◆ ENTRIES PROVIDED ◆
# # # # # # #
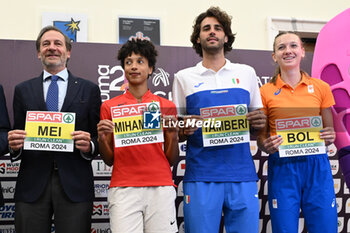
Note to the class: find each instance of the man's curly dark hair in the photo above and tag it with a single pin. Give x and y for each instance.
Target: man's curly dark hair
(144, 48)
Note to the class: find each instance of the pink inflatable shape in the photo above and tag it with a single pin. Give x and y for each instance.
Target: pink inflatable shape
(331, 63)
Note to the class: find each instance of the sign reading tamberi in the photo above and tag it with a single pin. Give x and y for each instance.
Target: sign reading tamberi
(49, 131)
(234, 126)
(301, 136)
(137, 124)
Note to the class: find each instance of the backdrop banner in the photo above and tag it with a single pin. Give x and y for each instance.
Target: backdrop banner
(97, 63)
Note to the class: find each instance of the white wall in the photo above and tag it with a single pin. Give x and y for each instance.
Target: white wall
(22, 19)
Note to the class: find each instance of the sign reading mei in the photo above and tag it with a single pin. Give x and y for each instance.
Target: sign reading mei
(234, 127)
(49, 131)
(301, 136)
(137, 124)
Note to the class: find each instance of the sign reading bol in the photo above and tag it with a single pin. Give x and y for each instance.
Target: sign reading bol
(137, 124)
(233, 127)
(301, 136)
(49, 131)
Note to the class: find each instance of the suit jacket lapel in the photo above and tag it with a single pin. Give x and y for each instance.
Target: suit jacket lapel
(72, 92)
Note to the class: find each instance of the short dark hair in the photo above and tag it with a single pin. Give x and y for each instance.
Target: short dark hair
(53, 28)
(223, 18)
(144, 48)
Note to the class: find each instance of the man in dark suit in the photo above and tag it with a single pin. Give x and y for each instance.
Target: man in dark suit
(4, 128)
(55, 183)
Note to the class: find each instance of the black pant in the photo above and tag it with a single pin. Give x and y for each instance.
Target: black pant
(69, 217)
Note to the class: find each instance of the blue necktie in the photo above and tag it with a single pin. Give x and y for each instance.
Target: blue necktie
(52, 95)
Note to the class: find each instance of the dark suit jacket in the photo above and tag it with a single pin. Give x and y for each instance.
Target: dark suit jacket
(83, 98)
(4, 128)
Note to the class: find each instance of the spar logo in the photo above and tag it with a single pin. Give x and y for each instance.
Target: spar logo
(221, 111)
(101, 188)
(128, 111)
(100, 210)
(100, 168)
(68, 118)
(241, 110)
(297, 123)
(152, 118)
(153, 107)
(316, 122)
(54, 117)
(161, 77)
(9, 169)
(7, 212)
(100, 228)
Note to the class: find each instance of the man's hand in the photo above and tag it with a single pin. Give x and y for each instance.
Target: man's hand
(271, 144)
(82, 141)
(104, 127)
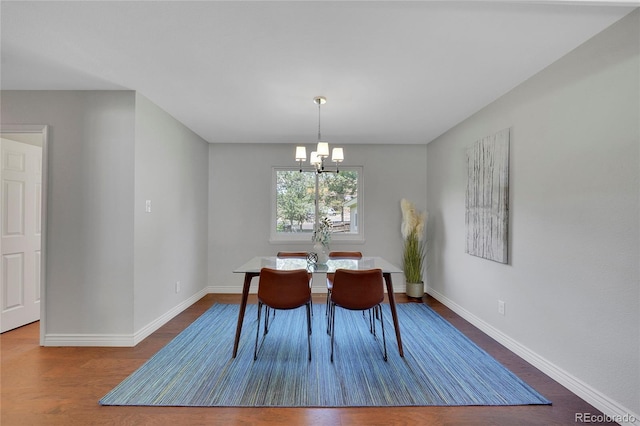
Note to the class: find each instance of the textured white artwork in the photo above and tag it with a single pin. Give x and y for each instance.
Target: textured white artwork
(487, 204)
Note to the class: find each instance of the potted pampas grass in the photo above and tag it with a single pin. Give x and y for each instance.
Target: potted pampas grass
(413, 223)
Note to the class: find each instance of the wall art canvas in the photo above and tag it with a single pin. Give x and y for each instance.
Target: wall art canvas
(487, 201)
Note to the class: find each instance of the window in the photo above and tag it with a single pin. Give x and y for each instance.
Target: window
(301, 199)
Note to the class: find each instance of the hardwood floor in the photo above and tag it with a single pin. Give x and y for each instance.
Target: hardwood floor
(62, 386)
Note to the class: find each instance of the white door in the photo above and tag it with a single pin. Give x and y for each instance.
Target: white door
(21, 176)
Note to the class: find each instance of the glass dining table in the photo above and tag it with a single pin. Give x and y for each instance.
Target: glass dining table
(252, 269)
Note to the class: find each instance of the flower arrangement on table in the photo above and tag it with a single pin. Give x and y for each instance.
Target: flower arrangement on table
(322, 233)
(412, 229)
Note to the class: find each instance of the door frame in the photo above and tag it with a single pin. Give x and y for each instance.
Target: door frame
(44, 130)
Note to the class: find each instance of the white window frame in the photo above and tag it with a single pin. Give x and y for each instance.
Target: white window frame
(305, 238)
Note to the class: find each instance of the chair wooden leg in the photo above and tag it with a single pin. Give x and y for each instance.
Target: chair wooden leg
(309, 308)
(332, 315)
(384, 341)
(255, 350)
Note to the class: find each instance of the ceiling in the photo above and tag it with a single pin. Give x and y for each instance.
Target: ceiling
(247, 72)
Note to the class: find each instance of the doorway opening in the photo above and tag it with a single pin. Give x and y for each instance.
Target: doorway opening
(23, 176)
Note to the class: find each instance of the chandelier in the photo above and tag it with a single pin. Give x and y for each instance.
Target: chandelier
(317, 157)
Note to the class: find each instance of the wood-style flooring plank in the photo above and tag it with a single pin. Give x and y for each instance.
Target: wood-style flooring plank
(62, 386)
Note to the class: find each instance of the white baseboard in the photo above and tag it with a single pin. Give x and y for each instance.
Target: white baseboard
(121, 340)
(609, 407)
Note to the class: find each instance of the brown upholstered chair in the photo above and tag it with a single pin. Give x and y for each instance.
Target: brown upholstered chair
(338, 255)
(358, 290)
(283, 290)
(301, 255)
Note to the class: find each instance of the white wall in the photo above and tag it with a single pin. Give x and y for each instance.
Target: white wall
(111, 268)
(171, 170)
(572, 285)
(89, 252)
(240, 202)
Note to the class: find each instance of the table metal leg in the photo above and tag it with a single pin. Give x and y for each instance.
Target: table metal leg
(394, 313)
(243, 306)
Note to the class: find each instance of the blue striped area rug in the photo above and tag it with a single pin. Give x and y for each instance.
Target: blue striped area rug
(441, 366)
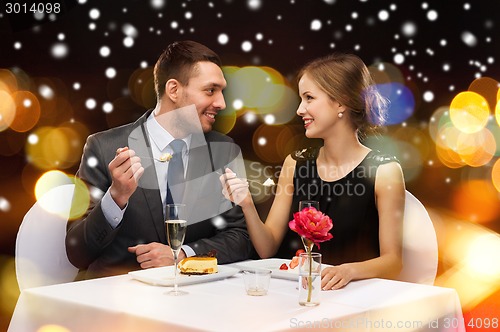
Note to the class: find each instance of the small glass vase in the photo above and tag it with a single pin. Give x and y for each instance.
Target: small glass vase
(309, 279)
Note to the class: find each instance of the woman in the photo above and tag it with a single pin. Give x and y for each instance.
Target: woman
(360, 189)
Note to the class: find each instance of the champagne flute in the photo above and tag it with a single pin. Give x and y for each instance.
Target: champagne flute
(176, 231)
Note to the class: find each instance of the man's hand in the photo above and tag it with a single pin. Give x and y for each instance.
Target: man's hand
(126, 170)
(154, 255)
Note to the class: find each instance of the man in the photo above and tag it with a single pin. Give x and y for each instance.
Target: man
(124, 230)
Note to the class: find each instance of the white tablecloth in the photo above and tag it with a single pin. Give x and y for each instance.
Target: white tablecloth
(123, 304)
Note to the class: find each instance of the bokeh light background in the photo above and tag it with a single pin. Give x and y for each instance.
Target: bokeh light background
(89, 67)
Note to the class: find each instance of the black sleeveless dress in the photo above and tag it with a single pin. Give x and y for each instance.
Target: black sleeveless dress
(350, 203)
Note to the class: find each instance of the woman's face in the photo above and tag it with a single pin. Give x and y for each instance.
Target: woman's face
(318, 111)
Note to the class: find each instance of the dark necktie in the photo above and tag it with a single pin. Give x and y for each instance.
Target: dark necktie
(175, 176)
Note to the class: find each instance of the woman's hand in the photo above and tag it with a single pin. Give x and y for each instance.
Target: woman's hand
(235, 189)
(336, 277)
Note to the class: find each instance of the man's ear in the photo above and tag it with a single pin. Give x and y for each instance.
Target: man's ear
(172, 88)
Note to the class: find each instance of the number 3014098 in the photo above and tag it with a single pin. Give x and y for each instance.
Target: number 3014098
(25, 8)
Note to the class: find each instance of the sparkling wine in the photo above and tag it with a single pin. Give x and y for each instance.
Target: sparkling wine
(176, 231)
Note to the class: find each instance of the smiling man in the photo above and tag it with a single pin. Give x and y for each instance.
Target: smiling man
(124, 229)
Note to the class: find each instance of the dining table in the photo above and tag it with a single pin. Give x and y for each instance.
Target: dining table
(130, 302)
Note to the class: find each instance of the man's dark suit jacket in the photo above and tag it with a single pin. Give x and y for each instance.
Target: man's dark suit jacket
(99, 250)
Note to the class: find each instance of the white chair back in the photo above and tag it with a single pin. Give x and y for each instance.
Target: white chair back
(420, 250)
(40, 245)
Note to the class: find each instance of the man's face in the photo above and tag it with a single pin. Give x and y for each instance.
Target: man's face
(204, 91)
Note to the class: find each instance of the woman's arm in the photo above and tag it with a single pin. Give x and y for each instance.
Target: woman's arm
(266, 237)
(390, 201)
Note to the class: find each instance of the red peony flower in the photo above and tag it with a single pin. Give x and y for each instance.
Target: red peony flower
(312, 225)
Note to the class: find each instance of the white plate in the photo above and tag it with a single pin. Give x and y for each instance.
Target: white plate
(273, 264)
(164, 276)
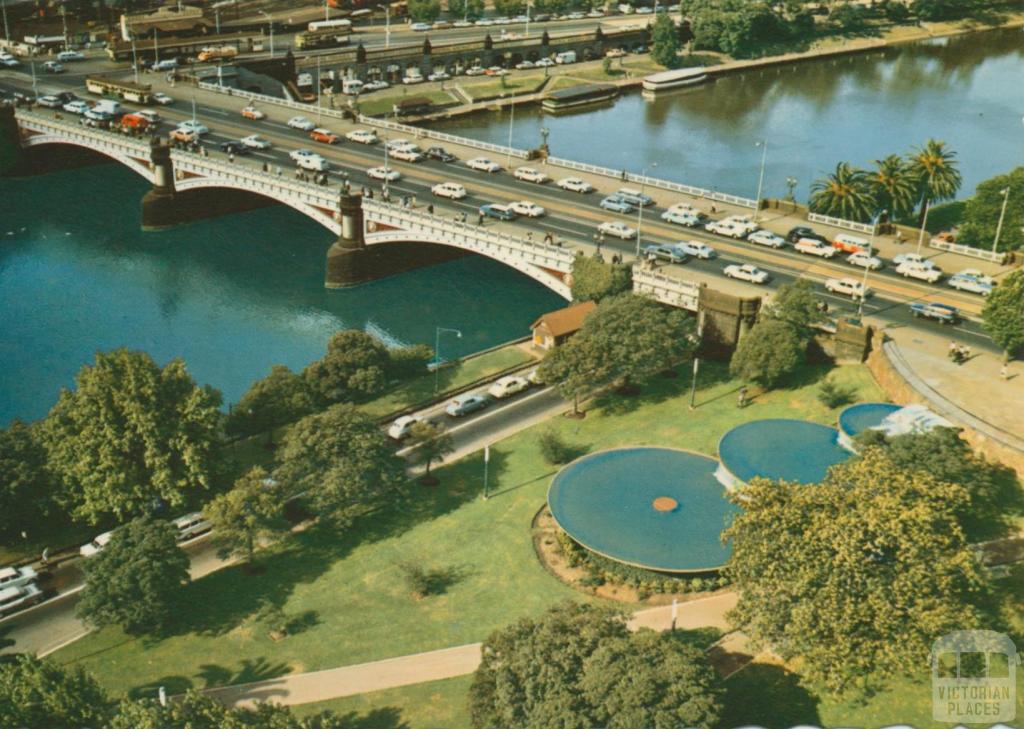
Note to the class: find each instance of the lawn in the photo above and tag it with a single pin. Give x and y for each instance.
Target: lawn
(347, 589)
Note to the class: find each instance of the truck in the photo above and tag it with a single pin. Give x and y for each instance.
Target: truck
(940, 312)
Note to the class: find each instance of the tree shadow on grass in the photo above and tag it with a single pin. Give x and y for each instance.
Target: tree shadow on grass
(768, 695)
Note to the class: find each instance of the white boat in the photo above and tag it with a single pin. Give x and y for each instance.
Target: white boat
(675, 79)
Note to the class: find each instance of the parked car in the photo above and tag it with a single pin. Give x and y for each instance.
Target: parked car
(767, 238)
(508, 386)
(616, 204)
(384, 173)
(616, 228)
(363, 136)
(482, 164)
(494, 210)
(910, 269)
(452, 190)
(940, 312)
(747, 271)
(464, 404)
(847, 287)
(528, 174)
(576, 184)
(664, 252)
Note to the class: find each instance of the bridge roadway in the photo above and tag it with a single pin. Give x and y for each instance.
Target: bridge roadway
(570, 216)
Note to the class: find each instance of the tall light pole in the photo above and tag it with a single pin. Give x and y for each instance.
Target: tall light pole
(867, 268)
(437, 349)
(643, 184)
(761, 179)
(1003, 213)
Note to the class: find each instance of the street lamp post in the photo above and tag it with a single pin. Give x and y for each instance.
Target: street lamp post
(1003, 213)
(867, 268)
(643, 184)
(761, 178)
(437, 350)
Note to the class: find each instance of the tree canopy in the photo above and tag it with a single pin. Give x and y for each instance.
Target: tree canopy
(135, 580)
(341, 460)
(858, 574)
(131, 434)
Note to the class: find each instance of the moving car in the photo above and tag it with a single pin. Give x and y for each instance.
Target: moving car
(508, 386)
(363, 136)
(384, 173)
(576, 184)
(301, 123)
(747, 271)
(530, 175)
(483, 165)
(616, 204)
(616, 228)
(848, 287)
(452, 190)
(464, 404)
(524, 207)
(767, 238)
(502, 212)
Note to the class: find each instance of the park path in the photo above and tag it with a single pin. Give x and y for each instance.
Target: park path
(459, 660)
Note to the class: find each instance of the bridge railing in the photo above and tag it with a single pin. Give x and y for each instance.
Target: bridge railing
(541, 254)
(654, 182)
(668, 290)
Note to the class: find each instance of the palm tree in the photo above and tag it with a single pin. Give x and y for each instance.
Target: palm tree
(844, 194)
(935, 167)
(894, 185)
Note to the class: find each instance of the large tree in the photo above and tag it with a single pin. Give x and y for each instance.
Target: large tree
(136, 579)
(130, 434)
(651, 680)
(37, 693)
(1004, 313)
(856, 575)
(769, 353)
(247, 514)
(342, 461)
(279, 398)
(27, 487)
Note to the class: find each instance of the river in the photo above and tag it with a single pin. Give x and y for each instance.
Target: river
(231, 296)
(968, 90)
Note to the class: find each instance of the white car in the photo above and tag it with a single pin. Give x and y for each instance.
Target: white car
(864, 260)
(616, 228)
(910, 269)
(384, 173)
(747, 271)
(528, 174)
(814, 248)
(524, 207)
(363, 136)
(576, 184)
(482, 164)
(848, 287)
(96, 546)
(255, 141)
(452, 190)
(402, 426)
(766, 238)
(696, 249)
(301, 123)
(508, 386)
(194, 127)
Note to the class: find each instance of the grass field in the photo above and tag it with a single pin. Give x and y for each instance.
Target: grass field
(347, 589)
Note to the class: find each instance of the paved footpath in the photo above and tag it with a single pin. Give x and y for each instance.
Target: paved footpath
(449, 662)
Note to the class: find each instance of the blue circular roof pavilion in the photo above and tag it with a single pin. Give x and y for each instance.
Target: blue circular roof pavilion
(659, 509)
(778, 449)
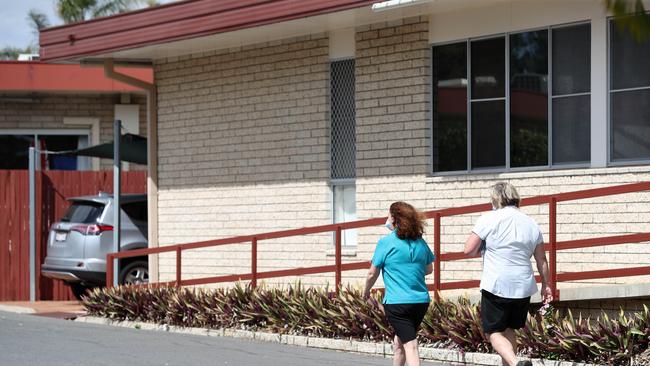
# # # # # # #
◆ WHAT IS BEING ASKED ◆
Of all the entries above, repeat only the lines from the line that has "Note to the class: find each instance of the short" to the line that has "dark suit in", both lines included, exactly.

◆ SOLUTION TO THIS PROBLEM ◆
Note to the class: find each instance of the short dark hair in the photo above and tag it with a single pin. Give x and y for each instance.
Target: short dark hair
(53, 28)
(223, 18)
(144, 48)
Note to the class: find each instance of the man in dark suit in the photo above and tag it with a single pin. Give x and y for each instance.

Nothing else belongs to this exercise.